Text to read:
Leisha answered the telephone and English identified himself. He told her he was investigating the disappearance of Scott Dunn. Sounding more angry than worried, Leisha told the detective she thought Scott had gone off with another woman. She said other girls were always calling Scott, but the calls had stopped since he left. Then Leisha informed English that she thought someone was breaking into her apartment when she went out.

“Why do you think that?” English asked her.

“The day after Scott left, I came home from work and somebody had kicked in the back door. I made a police report. Haven’t you seen the report?” she asked.

Not having seen the report, English did not know anything about this.

Since that time, Leisha told the detective, she had noticed several things inside her apartment had been moved—placemats, chairs and other small things. So she felt that somebody could have been in the house.

“Is anything missing? Do you think it could have been a burglar?” English asked.

Records excerpted from a collection:
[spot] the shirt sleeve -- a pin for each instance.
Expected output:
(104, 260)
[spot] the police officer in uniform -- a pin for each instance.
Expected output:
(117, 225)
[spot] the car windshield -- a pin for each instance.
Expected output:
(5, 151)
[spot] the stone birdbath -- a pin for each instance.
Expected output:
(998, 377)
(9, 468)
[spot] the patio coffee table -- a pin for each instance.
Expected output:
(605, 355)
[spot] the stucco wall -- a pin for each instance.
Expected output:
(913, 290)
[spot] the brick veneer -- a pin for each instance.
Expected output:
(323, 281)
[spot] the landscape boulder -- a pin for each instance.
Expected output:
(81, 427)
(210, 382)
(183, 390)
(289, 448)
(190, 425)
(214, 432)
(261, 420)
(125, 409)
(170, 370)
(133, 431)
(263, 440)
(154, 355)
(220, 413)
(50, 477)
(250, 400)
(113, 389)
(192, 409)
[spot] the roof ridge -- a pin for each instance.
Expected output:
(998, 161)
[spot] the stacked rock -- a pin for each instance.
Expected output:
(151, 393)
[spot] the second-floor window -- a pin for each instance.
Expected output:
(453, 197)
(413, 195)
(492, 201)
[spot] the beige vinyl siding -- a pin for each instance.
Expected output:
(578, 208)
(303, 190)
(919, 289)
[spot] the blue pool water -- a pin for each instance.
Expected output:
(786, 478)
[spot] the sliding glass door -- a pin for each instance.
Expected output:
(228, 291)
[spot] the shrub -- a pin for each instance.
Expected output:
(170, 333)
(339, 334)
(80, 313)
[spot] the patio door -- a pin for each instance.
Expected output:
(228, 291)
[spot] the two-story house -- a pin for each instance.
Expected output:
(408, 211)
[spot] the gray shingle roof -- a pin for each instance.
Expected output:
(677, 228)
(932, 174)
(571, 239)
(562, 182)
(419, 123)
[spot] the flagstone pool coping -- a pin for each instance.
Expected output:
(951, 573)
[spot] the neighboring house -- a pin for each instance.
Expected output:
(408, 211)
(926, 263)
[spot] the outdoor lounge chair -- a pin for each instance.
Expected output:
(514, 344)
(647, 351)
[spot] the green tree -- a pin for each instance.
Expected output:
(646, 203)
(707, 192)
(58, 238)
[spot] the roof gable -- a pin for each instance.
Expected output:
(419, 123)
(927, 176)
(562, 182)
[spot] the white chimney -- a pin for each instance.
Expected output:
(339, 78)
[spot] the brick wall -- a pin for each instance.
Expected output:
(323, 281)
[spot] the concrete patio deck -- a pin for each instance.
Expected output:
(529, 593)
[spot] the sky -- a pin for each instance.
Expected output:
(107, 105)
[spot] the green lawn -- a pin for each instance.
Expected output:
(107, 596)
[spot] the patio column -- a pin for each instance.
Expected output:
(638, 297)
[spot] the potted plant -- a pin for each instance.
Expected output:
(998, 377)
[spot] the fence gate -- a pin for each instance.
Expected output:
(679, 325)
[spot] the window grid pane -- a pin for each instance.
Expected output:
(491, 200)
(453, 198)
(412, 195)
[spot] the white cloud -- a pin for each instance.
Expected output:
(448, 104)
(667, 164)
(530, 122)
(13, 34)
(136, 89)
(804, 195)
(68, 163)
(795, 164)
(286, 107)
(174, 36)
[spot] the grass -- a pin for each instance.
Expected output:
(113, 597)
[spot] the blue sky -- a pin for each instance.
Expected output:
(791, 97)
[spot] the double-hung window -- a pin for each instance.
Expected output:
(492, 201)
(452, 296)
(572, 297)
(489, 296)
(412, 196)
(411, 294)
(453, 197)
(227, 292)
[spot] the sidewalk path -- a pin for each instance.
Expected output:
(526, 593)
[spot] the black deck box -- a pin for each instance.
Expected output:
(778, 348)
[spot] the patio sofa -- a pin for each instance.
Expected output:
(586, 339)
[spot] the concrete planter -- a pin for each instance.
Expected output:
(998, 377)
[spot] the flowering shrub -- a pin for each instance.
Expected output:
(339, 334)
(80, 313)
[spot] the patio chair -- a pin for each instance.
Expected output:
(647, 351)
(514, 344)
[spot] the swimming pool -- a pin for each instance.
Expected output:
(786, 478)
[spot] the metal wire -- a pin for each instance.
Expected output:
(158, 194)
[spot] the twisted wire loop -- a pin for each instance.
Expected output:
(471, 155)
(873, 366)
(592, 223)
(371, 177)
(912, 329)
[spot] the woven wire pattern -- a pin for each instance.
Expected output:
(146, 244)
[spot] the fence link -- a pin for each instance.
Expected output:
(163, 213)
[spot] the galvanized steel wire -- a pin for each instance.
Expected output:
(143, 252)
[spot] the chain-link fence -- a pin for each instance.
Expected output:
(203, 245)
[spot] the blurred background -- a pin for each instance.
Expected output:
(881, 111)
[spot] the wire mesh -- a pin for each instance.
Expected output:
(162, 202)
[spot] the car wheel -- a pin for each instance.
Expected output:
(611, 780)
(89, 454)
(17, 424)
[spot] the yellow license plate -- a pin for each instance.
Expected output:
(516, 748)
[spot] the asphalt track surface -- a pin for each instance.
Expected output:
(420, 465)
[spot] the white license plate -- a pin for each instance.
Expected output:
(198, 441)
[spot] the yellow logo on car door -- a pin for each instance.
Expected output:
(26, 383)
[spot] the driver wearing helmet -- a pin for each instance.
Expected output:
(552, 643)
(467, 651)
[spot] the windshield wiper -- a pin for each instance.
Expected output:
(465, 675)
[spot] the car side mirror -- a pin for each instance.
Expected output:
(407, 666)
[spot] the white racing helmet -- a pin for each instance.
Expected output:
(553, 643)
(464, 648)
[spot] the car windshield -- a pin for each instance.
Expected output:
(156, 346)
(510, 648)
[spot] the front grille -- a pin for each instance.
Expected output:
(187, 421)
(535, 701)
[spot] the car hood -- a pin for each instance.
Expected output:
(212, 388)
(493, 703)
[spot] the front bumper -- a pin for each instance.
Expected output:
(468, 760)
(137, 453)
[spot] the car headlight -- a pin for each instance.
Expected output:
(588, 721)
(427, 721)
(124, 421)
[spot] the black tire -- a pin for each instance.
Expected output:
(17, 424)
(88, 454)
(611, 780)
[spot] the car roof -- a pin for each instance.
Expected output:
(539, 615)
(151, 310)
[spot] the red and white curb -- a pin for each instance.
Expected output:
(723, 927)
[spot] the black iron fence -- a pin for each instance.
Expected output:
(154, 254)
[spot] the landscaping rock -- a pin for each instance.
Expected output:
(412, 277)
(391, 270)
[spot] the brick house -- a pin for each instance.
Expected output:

Work to complete:
1. Decide whether each statement agrees with the passage about Scott Dunn's disappearance, answering yes or no and quoting the words of the passage that settle it: (a) Leisha believed Scott had left with another woman. (b) English had already read Leisha's police report before the call. (c) Leisha found her back door kicked in the day after Scott left.
2. Write the next part of the passage about Scott Dunn's disappearance, beginning right after English's questions about whether anything was missing.
The records come from a separate source unrelated to the text.

Expected answers:
1.
(a) Yes: "Leisha told the detective she thought Scott had gone off with another woman."
(b) No: "Not having seen the report, English did not know anything about this."
(c) Yes: "The day after Scott left, I came home from work and somebody had kicked in the back door."

2.
“Yes,” she told him, “several items are missing.” On the first day, when she discovered Scott was gone, a waterbed mattress liner, some towels, sheets, a thermal blanket, a comforter and three pillows were also missing. All the bedding had been laid out as kind of a pallet where Scott slept in the bedroom. A laundry basket full of Scott’s clothes also was gone. She told English she assumed Scott had taken these things with him.

Then, on the second day, when the door had been kicked in, tools and spare parts needed to work on the Scott’s remote control boat were gone. Also missing were a gas can for the boat and an empty clothes basket. In addition, Leisha Hamilton said, Scott’s wallet was gone, but the jeans he had worn last were left behind, along with his car keys.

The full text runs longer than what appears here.